Passage provided:
==============================

Mechanochemical Behaviour of Solid Pharmaceuticals during Milling: Experimental and Modelling Studies

Milling is a commonly used technique in the processing of active pharmaceutical ingredients (APIs) or excipients to control the size and dissolution rate of poorly soluble drugs. However, one of the major challenges of the milling process is the physical and chemical changes arising from the mechanical treatment (mechanochemistry) of the material which might adversely impact the pharmaceutical performances. The common practice to optimise the milling of a specific solid pharmaceutical is to conduct extensive trial and error experiments. However, this method is costly and ineffective, particularly in the early drug development stage, where, a limited amount of API is available. Hence, a methodology that allows anticipating the milling behaviour of particular pharmaceutical solids would be highly desirable.
The review section is set to identify the knowledge gap to enable designing a methodology that can address the lack of understanding of the mechanistic behaviour of solid pharmaceutical during milling including the extent of particles size reduction (comminution), and potential mechanochemistry (i.e. amorphisation). This is achieved through determining the key material properties that influence the milling behaviour of the sample, such as the mechanical properties which are controlled by their underlying crystal structure and molecular properties. And through evaluating the critical milling parameters that control the level of the energy available for the treatment of particles during milling, including the type of mill, speed, and time of milling.
The material properties influencing the mechanistic behaviour of solid pharmaceuticals were predicted using computational chemistry through studying the sample intrinsic characteristics at the molecular level. The key predicted properties include crystal habit, mechanical properties, and any potential slip plane/system. Two solid pharmaceutical candidates were used in the modelling work, L-Glutamic Acid (β-LGA) and Diaqua-bis(Omeprazolate)-magnesium(II) dihydrate (DABOMD) which are employed for cancer inhibition and stomach acid reflux applications respectively. The outcome of the properties prediction indicates that DABOMD is anticipated to experience large comminution and amorphisation due to its propensity to brittle failure and plastic deformation owed to its moderate elastic modulus and hardness, presence of slip plane and the allocation of water molecules near its slip system. Whereas β-LGA is expected to experience larger comminution and lower amorphisation compared to DABOMD which is related to the prevailing hydrogen network holding its crystal structure, higher elastic modulus and hardness values, and to the lack of slip planes in its structure.

==============================

Data extract:
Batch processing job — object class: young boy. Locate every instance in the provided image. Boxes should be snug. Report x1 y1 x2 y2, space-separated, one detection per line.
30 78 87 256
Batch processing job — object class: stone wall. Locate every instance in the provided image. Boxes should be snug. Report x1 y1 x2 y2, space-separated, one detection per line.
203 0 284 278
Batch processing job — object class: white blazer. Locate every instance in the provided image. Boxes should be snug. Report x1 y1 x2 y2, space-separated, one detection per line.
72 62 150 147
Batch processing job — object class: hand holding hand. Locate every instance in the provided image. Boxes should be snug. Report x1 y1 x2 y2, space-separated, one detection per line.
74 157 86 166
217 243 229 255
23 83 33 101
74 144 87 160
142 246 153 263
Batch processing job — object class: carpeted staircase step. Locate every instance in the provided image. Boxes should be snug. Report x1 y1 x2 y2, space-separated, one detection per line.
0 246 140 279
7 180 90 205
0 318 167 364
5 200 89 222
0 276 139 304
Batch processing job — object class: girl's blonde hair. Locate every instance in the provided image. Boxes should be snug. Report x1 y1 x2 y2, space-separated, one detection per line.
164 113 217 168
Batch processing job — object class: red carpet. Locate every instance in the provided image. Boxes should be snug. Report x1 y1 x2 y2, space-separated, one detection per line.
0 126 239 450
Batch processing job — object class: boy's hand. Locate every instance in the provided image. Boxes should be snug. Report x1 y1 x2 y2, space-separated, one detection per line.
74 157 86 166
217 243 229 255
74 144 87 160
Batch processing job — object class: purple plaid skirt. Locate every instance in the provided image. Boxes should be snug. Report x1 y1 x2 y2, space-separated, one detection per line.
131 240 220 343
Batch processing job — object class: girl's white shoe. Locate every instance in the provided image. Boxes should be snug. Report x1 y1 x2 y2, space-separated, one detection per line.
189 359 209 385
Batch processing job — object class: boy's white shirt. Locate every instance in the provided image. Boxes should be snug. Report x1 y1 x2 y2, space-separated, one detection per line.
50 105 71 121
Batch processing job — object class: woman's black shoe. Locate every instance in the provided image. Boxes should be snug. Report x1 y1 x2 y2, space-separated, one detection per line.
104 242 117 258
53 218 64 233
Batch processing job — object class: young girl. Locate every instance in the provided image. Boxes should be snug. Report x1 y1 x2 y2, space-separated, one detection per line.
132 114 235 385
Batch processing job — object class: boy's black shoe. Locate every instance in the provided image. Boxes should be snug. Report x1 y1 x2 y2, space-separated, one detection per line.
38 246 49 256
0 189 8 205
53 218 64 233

==============================

Prompt 1:
Write out the passage on milling solid pharmaceuticals between "Milling is a" and "be highly desirable.", inclusive.
Prompt 2:
Continue the passage on milling solid pharmaceuticals from its last sentence.
The records were taken from a separate source.

Written answer 1:
Milling is a commonly used technique in the processing of active pharmaceutical ingredients (APIs) or excipients to control the size and dissolution rate of poorly soluble drugs. However, one of the major challenges of the milling process is the physical and chemical changes arising from the mechanical treatment (mechanochemistry) of the material which might adversely impact the pharmaceutical performances. The common practice to optimise the milling of a specific solid pharmaceutical is to conduct extensive trial and error experiments. However, this method is costly and ineffective, particularly in the early drug development stage, where, a limited amount of API is available. Hence, a methodology that allows anticipating the milling behaviour of particular pharmaceutical solids would be highly desirable.

Written answer 2:
To verify the results of the predicted work, milling was performed on DABOMD using a planetary ball mill and a single ball mill and on β-LGA using a planetary ball mill at different times. The outcome of the empirical work shows that DABOMD undergoes a prominent comminution and amorphisation processes that occur parallel to each other, with planetary ball mill causing slightly higher comminution and amorphisation compared to the single ball mill. Whereas, milling of β-LGA shows that it undergoes larger dominant comminution followed by partial amorphisation and recrystallisation.
To establish a relationship between the degree of comminution, amorphisation, and the intensity of milling. The energies of planetary ball mill and a single ball mill were quantified using a collision model derived from the literature, and through tracking the milling jar with high speed-camera respectively and were validated through the DEM simulations of the mills. It was found that the planetary ball mill produces higher energy than single ball mill which explains the difference in the comminution and amorphisation obtained in the two mills. The energy produced using DEM simulation of the planetary ball mill agrees with the calculated energies from the collision model. However, the energy calculated from the DEM simulation is lower than that generated from tracking the milling jar in the single ball using a high-speed camera since the DEM tracks the movement of the ball and the powder instead of the movement of the jar. This methodology will enable determining the type and amount of changes that raise with the milling of a solid (i.e. comminution, amorphisation), the time at which it occurs, and the energy required to cause this change.